[Dataset excerpt]
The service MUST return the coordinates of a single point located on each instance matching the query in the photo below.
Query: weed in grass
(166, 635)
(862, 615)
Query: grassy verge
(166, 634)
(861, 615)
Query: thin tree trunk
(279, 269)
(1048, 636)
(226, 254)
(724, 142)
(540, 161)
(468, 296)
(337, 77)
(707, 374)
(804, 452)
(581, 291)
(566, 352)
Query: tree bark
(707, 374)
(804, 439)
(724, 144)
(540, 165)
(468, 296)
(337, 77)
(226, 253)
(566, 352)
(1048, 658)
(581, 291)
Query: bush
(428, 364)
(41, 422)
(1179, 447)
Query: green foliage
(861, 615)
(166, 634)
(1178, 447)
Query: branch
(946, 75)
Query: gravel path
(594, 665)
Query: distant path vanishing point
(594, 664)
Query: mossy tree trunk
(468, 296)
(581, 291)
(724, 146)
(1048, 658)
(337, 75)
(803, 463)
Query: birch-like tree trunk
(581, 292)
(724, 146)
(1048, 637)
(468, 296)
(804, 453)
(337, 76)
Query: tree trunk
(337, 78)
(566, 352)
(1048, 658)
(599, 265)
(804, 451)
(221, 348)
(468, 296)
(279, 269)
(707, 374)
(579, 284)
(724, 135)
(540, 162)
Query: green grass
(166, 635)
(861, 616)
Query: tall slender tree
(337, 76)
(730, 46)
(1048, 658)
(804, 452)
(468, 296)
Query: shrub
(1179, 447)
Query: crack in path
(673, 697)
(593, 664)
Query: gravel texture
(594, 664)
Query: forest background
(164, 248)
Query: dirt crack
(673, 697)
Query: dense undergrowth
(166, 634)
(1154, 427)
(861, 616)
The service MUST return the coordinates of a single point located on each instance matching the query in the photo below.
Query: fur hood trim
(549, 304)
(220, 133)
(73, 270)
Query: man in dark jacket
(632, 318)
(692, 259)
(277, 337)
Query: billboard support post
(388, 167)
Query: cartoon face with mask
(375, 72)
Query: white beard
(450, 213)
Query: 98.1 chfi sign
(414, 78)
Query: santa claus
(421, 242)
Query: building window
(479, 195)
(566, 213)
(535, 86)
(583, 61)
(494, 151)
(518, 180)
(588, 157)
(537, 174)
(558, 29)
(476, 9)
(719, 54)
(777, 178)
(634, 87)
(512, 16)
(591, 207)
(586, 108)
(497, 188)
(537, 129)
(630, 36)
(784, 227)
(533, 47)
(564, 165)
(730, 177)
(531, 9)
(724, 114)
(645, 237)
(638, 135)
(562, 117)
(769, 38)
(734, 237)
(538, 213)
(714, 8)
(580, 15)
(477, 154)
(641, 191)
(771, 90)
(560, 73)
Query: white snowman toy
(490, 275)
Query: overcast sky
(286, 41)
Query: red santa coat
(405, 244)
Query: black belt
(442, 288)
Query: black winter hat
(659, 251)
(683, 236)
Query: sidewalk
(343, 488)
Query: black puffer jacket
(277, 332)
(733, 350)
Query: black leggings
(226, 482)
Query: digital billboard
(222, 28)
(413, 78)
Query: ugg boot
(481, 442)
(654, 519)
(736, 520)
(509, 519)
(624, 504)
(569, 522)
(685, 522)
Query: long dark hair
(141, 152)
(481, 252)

▶ _STATED PROBLEM_:
Copy out the lines from the one containing "Query: building window" through the last line of the items, including both.

▶ _WRITTEN SOLUTION_:
Query: building window
(479, 195)
(566, 213)
(535, 86)
(583, 61)
(494, 151)
(518, 180)
(588, 157)
(537, 174)
(558, 29)
(476, 9)
(719, 54)
(777, 178)
(634, 87)
(512, 16)
(591, 207)
(586, 108)
(497, 188)
(537, 129)
(630, 36)
(784, 227)
(533, 47)
(564, 165)
(730, 177)
(531, 9)
(724, 114)
(645, 237)
(638, 135)
(562, 117)
(769, 38)
(734, 237)
(538, 213)
(714, 8)
(580, 15)
(477, 154)
(641, 191)
(771, 90)
(560, 73)
Query: white snowman toy
(490, 275)
Query: overcast sky
(286, 41)
Query: red santa coat
(405, 244)
Query: black belt
(442, 288)
Query: black winter hat
(659, 251)
(683, 236)
Query: sidewalk
(343, 488)
Query: black puffer jacket
(277, 332)
(733, 350)
Query: black leggings
(226, 482)
Query: digital billboard
(222, 28)
(413, 78)
Query: ugg boot
(481, 442)
(654, 519)
(736, 520)
(509, 519)
(624, 504)
(569, 522)
(685, 522)
Query: long dark hair
(141, 152)
(481, 252)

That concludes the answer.